┌─ Record excerpts
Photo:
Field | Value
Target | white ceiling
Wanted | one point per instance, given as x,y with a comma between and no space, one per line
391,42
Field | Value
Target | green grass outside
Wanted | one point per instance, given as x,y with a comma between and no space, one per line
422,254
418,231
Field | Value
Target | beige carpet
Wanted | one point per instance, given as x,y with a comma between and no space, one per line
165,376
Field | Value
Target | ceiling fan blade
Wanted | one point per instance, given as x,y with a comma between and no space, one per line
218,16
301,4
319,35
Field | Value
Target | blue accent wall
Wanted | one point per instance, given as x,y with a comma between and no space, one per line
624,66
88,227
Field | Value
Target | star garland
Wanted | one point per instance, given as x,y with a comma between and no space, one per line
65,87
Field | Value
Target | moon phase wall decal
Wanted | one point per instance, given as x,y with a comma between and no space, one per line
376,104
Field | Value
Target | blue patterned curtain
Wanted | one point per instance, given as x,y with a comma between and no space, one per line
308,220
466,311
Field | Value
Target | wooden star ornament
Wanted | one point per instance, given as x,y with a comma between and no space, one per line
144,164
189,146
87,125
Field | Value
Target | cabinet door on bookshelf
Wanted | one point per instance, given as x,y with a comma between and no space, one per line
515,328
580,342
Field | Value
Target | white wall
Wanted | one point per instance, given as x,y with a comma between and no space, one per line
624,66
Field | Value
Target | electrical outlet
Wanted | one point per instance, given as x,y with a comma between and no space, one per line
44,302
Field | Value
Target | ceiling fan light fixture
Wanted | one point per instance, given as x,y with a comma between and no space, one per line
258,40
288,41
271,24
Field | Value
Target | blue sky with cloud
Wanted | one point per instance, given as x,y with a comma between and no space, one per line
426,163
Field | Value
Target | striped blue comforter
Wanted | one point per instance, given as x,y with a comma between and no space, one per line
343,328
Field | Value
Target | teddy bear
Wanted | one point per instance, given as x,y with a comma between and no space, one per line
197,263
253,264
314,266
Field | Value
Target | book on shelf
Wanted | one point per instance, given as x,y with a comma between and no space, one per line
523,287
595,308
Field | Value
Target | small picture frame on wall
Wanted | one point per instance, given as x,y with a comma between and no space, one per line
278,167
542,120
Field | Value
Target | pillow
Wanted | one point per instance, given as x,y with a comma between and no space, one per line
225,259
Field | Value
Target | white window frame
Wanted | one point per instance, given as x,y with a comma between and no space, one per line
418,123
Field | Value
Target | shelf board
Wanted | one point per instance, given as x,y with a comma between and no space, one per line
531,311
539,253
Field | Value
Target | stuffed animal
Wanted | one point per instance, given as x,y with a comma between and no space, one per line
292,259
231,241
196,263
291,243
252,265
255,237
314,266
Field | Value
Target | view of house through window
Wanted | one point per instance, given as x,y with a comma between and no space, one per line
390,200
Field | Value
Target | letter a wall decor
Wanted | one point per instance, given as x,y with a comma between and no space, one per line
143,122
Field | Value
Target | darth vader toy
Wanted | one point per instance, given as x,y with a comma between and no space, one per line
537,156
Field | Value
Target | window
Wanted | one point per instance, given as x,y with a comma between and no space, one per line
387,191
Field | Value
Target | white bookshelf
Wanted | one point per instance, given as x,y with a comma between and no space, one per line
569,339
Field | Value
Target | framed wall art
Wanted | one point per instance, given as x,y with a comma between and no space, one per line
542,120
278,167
└─
__Brief__: Reproduce every record, matching each line exactly.

__Result__:
Photo:
Field | Value
Target | white ceiling
Wanted | one point per instance, given as x,y with a comma between and no space, one per line
391,42
Field | Value
Target | green grass outside
Wanted | one point per instance, given as x,y with a comma between and no space, one per line
422,254
418,231
Field | Value
Target | beige carpet
Wanted | one point per instance, given as x,y with a comma between and no space, one per line
165,376
Field | Value
Target | ceiling fan blade
Wanted | one point per instance, given as x,y with a comma between and no space, one per line
218,16
301,4
319,35
Field | Value
Target | blue accent wall
Wanted | one point per instance, given as x,y with a comma between and no space, one per line
624,66
88,227
Field | Value
Target | star garland
Wanted | one point per instance, given as x,y with a comma between and no space, one per line
65,87
Field | Value
Target | moon phase wall decal
Wanted | one point per instance, given as x,y with a comma between and no space, one per line
376,104
Field | Value
Target | blue patterned curtain
Wanted | one point per instance, given as x,y with a comma between and no space, one per line
308,220
466,311
Field | Value
Target | wooden star ornament
Wanted | one point per instance, given as x,y with a comma between and no space, one per line
144,164
189,146
87,125
Field | Value
Target | cabinet door on bookshelf
Wanted | one point per instance, given as x,y with a comma between and no space, one per line
515,328
580,342
Field | Value
Target | white wall
Wanted | one point per instance, given as x,y with a comma between and no space, one per line
624,66
Field | Value
Target | electrical outlet
Wanted | one point per instance, given as x,y with a comma between and no space, one per line
44,302
Field | Value
Target | ceiling fan light fixture
Wanted | one point per instance, given as x,y with a comma between and no space, one per line
258,40
288,41
271,24
Field | Value
Target | blue sky with cloud
Wanted | one point per instance, given as x,y with a comma between and no space, one per line
426,163
Field | Value
Target | striped blue comforter
Wanted | one point per instance, given as x,y with a comma between and no space, one per line
343,328
Field | Value
Target | teddy bear
Wanted | one point per instance, given as x,y with a comma between and no space, one per line
197,263
253,264
314,266
Field | Value
Target | book on shelf
Wanted | one point per instance, given as x,y with a comma between and no space, one per line
523,287
595,308
Field | Value
Target | small picture frame on wall
Wanted | one point per instance, given as x,y with a comma between and no space, one per line
278,167
542,120
Field | Value
Target | pillow
Wanted | one point per instance, given as x,y with a comma between and no space, one per line
225,259
Field | Value
Target | white window frame
Wanted | one point per instance, given as x,y with a comma between and no space, one per line
418,123
Field | Value
Target | shelf board
Wanted | one point per instance, given as x,y with a comma between and no space, one per line
531,311
539,253
Field | Value
Target | stuffed animal
Wanted | one point per instance, given as x,y with a comma between and no space, one per line
292,259
231,241
196,263
291,243
252,265
255,237
314,266
Field | Value
Target | view of house through window
Wanted | one point per instance, given as x,y with a comma between and no space, one per line
390,200
Field | Value
Target | letter a wall decor
Wanted | one point per instance, given as x,y with a comma between and no space, one per line
143,122
Field | Value
Target | darth vader toy
Wanted | one point per instance, given as x,y with a comma between and no space, one per line
537,156
Field | Value
Target | window
Wanted | one point per instance, given as x,y with a comma between and no space, one per line
387,191
Field | Value
Target | white bookshelf
Wanted | one point per instance, given as x,y with a comma between and no space, one per line
569,339
Field | Value
Target | framed wall art
Wanted | one point per instance, given as x,y with a comma between and no space, one per line
542,120
278,167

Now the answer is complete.